— BEGIN Extracted text —
Mr. SIMON: Yes, sir.

Mr. LEACH: May I ask if the Citizens' Union you read is the former political organization?

Mr. SIMON: I don't know. They call themselves the Citizens' Union.

Mr. YOUKER (representing the Citizens' Union): I want to make it perfectly clear that we attended this conference but we were not at that time prepared to take any attitude with respect to the subject whatever, nor are we at this time. We hope we can have a further hearing before your Commission. We want to give further study to the subject and will be prepared later.

Hon. ROBERT ADAMSON addressed the Commission:

By Mr. ELKUS:

Q. You are the Commissioner of the Fire Department and you have appeared before the Commission with reference to the subject matter under discussion? A. Yes, sir.

Q. We will be very glad to hear from you upon the matter? I know you have studied it and considered it pretty carefully. A. My feeling is that the tentative bill prepared here is aimed in the right direction to accomplish something which needs to be done, but it seems to me that it trys to accomplish too much at one stroke. There are undoubtedly too many jurisdictions now dealing with the subject of inspection of buildings. We have five superintendents of buildings in the boroughs and the State Labor Department and we have four city departments dealing with it, and of course that has created a great deal of confusion and created a deal of justifiable complaint, but so far as the bill goes in proposing to consolidate the Tenement House Department and the Fire Prevention Bureau at this time it seems to me it would be in the nature of a reaction instead of progress to do it. That, per

haps, can come in time, probably in seven or eight years, but I do not believe that time has been reached yet.

Those two departments were created in response to a sentiment in the city that conditions existed which needed special attention and they have been giving special attention to the subject and I believe we can continue to do that without creating any conflict of jurisdiction or any confusion of administration at all. As Mr. Bruère stated there has been a conference called by the Mayor and I think he outlined pretty fully the plan that was there agreed upon. Of course, there are a good many details about it that were not worked out. It seemed to us that it would be in the line of simplification and would make it very much better from the standpoint of the property owner, and building owner, if the jurisdiction over this question were reduced. In other words, if there was a central building department for the entire city; if the jurisdiction now exercised by the State Labor Department were distributed into the logical departments where it belongs, and if the police jurisdiction now over boiler inspections and the Department of Water Supply inspection, the jurisdiction over wiring, installations, if those should go to the proper jurisdiction, either to the building or fire prevention bureau; that the central building department should have jurisdiction over plans for construction work and that the fire prevention bureau should look after the work of maintenance and proper conditions in buildings so as to minimize the chances of fires occurring, to save lives in case fires did occur.
— END Extracted text —
**What needs to be done**
Pick up the building-inspection hearing transcript after its last sentence and continue the Fire Commissioner's testimony.
— BEGIN Listed records —
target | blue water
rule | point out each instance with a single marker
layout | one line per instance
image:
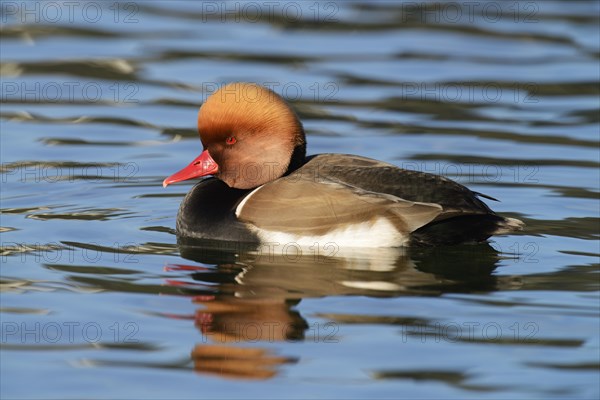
(99, 105)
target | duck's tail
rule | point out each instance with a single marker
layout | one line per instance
(509, 225)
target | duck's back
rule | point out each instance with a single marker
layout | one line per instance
(335, 190)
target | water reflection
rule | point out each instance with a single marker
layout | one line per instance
(249, 294)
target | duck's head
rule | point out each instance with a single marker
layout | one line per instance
(250, 135)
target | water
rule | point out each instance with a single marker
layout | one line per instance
(99, 105)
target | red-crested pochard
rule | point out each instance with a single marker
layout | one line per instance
(264, 188)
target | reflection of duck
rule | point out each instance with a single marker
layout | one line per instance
(268, 191)
(250, 295)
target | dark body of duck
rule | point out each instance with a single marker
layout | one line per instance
(265, 190)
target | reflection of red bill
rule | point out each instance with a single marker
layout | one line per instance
(201, 166)
(181, 267)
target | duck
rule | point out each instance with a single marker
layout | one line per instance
(259, 186)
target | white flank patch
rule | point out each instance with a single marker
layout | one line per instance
(373, 285)
(238, 209)
(381, 233)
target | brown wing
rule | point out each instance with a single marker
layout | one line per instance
(300, 204)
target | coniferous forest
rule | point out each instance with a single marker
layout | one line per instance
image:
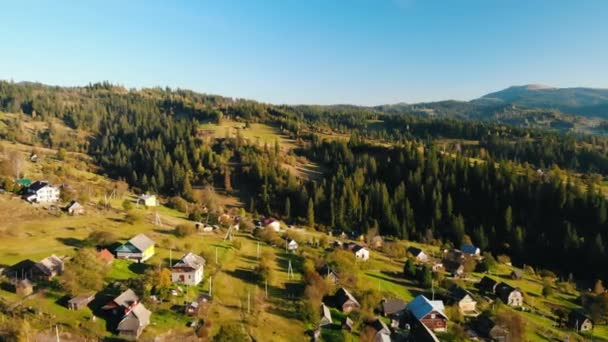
(534, 194)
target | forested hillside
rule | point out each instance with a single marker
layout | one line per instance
(411, 176)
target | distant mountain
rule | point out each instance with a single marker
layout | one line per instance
(590, 102)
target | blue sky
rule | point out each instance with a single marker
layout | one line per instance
(309, 51)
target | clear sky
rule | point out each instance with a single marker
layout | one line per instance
(309, 51)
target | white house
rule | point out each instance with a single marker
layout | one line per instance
(189, 270)
(361, 253)
(148, 200)
(292, 245)
(42, 192)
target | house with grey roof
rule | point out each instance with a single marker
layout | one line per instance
(431, 313)
(189, 270)
(140, 248)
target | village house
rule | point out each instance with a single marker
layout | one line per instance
(123, 304)
(393, 307)
(50, 267)
(487, 328)
(140, 248)
(329, 274)
(193, 307)
(361, 253)
(148, 200)
(74, 209)
(456, 269)
(81, 301)
(509, 295)
(377, 242)
(418, 254)
(347, 324)
(430, 313)
(325, 316)
(272, 223)
(467, 306)
(24, 287)
(292, 245)
(106, 256)
(383, 333)
(134, 322)
(42, 192)
(345, 301)
(487, 285)
(470, 250)
(516, 274)
(579, 321)
(189, 270)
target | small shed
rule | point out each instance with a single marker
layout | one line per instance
(24, 287)
(80, 301)
(75, 208)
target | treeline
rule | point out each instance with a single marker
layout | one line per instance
(421, 194)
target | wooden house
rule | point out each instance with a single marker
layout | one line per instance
(430, 313)
(81, 301)
(579, 321)
(140, 248)
(345, 301)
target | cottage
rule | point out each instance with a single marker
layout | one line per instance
(487, 285)
(51, 266)
(193, 308)
(81, 301)
(75, 209)
(24, 287)
(383, 333)
(328, 273)
(189, 270)
(325, 316)
(509, 295)
(124, 303)
(271, 223)
(430, 313)
(42, 192)
(516, 274)
(487, 328)
(347, 324)
(148, 200)
(579, 321)
(464, 299)
(418, 254)
(292, 245)
(134, 322)
(140, 248)
(377, 242)
(393, 307)
(456, 269)
(361, 253)
(106, 256)
(470, 250)
(345, 301)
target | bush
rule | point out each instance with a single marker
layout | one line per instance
(183, 230)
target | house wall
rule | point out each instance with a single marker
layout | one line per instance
(190, 278)
(515, 299)
(434, 321)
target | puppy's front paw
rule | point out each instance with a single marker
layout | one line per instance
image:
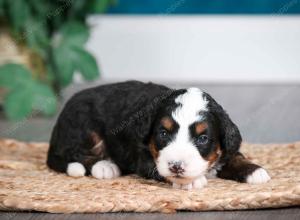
(260, 175)
(196, 184)
(105, 169)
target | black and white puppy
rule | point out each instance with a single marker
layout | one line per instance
(180, 136)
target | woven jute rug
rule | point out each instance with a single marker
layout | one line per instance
(27, 184)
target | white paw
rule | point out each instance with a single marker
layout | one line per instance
(258, 176)
(75, 169)
(196, 184)
(105, 169)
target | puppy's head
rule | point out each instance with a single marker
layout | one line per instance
(191, 132)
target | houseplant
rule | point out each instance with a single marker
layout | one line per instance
(52, 34)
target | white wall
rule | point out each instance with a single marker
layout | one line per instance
(197, 48)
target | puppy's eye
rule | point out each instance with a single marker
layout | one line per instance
(163, 133)
(202, 139)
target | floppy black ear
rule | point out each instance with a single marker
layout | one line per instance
(230, 137)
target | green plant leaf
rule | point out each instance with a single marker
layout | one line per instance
(36, 35)
(85, 63)
(18, 103)
(44, 99)
(18, 12)
(13, 75)
(64, 65)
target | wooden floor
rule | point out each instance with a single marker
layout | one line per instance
(264, 113)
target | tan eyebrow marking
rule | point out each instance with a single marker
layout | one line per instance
(200, 127)
(153, 149)
(167, 123)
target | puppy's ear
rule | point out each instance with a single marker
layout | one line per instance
(230, 137)
(144, 113)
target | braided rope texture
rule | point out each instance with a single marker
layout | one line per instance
(27, 184)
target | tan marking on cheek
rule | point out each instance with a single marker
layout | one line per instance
(153, 149)
(167, 123)
(200, 127)
(214, 156)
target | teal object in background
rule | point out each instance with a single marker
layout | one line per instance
(280, 7)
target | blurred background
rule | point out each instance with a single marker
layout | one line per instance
(245, 53)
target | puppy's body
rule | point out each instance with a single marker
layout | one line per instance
(149, 130)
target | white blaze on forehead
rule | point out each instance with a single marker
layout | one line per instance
(182, 148)
(192, 102)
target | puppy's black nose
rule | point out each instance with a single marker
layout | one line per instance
(176, 167)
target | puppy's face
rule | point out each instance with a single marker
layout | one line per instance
(185, 142)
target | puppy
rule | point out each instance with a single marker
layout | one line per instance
(179, 136)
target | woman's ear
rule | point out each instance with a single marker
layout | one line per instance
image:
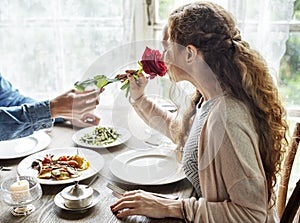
(191, 53)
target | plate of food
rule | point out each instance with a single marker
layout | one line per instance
(61, 165)
(147, 167)
(16, 148)
(101, 136)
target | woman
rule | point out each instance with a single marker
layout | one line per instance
(238, 131)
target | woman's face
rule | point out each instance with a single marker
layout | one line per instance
(173, 56)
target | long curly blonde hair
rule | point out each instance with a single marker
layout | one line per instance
(241, 72)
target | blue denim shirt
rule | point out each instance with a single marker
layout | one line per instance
(20, 116)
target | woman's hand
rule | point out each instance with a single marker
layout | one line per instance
(144, 203)
(137, 87)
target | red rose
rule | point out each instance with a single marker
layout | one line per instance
(152, 63)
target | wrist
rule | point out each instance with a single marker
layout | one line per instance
(174, 209)
(134, 101)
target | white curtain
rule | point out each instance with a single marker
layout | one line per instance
(264, 24)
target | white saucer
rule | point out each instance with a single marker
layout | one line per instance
(59, 201)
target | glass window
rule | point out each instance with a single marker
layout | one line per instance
(48, 45)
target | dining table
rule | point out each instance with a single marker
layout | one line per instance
(48, 212)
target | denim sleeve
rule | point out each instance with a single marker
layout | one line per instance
(10, 96)
(21, 121)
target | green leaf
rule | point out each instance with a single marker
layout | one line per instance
(102, 82)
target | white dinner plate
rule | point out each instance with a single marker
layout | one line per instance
(95, 159)
(150, 167)
(59, 201)
(123, 137)
(25, 146)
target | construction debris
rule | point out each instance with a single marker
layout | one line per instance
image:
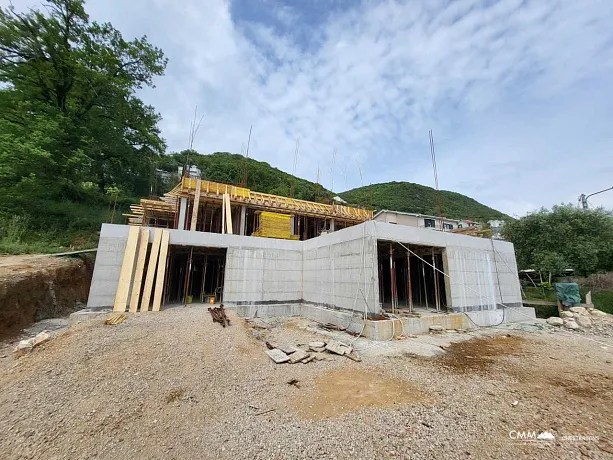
(315, 352)
(338, 347)
(277, 356)
(298, 356)
(115, 318)
(219, 315)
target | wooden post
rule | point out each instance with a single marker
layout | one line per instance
(223, 213)
(196, 205)
(409, 287)
(438, 302)
(125, 275)
(151, 268)
(391, 253)
(161, 274)
(228, 213)
(143, 244)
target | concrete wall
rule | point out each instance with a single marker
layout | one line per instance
(482, 272)
(340, 270)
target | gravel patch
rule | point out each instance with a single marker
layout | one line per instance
(174, 385)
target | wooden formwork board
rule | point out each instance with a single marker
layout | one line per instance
(125, 274)
(228, 213)
(161, 274)
(196, 205)
(151, 269)
(143, 244)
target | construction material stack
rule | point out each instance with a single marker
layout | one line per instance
(275, 225)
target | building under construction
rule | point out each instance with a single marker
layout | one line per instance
(205, 206)
(206, 242)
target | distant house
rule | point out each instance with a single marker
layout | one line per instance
(416, 220)
(496, 226)
(467, 223)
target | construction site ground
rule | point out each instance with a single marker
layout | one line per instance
(175, 385)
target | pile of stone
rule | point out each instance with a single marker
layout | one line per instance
(577, 317)
(313, 351)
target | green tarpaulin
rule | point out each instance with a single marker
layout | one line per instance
(567, 293)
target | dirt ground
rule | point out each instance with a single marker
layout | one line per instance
(174, 385)
(36, 287)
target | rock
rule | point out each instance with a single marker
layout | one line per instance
(277, 356)
(571, 324)
(24, 347)
(583, 321)
(334, 346)
(298, 356)
(288, 350)
(555, 321)
(41, 338)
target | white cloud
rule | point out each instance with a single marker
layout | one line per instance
(516, 91)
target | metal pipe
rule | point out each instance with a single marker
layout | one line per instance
(409, 289)
(435, 275)
(423, 273)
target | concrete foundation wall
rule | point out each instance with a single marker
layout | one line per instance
(482, 272)
(340, 270)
— END Listed records —
**Written answer**
Q. In case the maintenance which you speak of involves an alteration which department would have jurisdiction over that? A. Involved in any alteration of what?

Q. Of a building? A. If it was an alteration which required a plan and the approval of a plan the fire prevention bureau should issue the order and a copy be sent to the Building Department. The Fire Department should do that, in my opinion, because it has the point of view of fire prevention, and conditions in this city still require a great deal to be done before that transfer can be made, in my opinion.

Q. Do you take the same view as Mr. Breuère, that the building department for the entire city should be as it was sketched

out by legislation with authority to take in and have this Board of Appeals and have the building construction put in there, the construction of new buildings and then with power to the city authorities to include all the other work as they from time to time see fit? A. Yes, I think there could be a gradual transfer.

Q. In other words, to authorize it, but to put off the time when it should be transferred so that it can be done gradually? A. Yes, sir, and I believe the agency for that would be this Board of Standards and Appeals. They could certify when the transfer should be made.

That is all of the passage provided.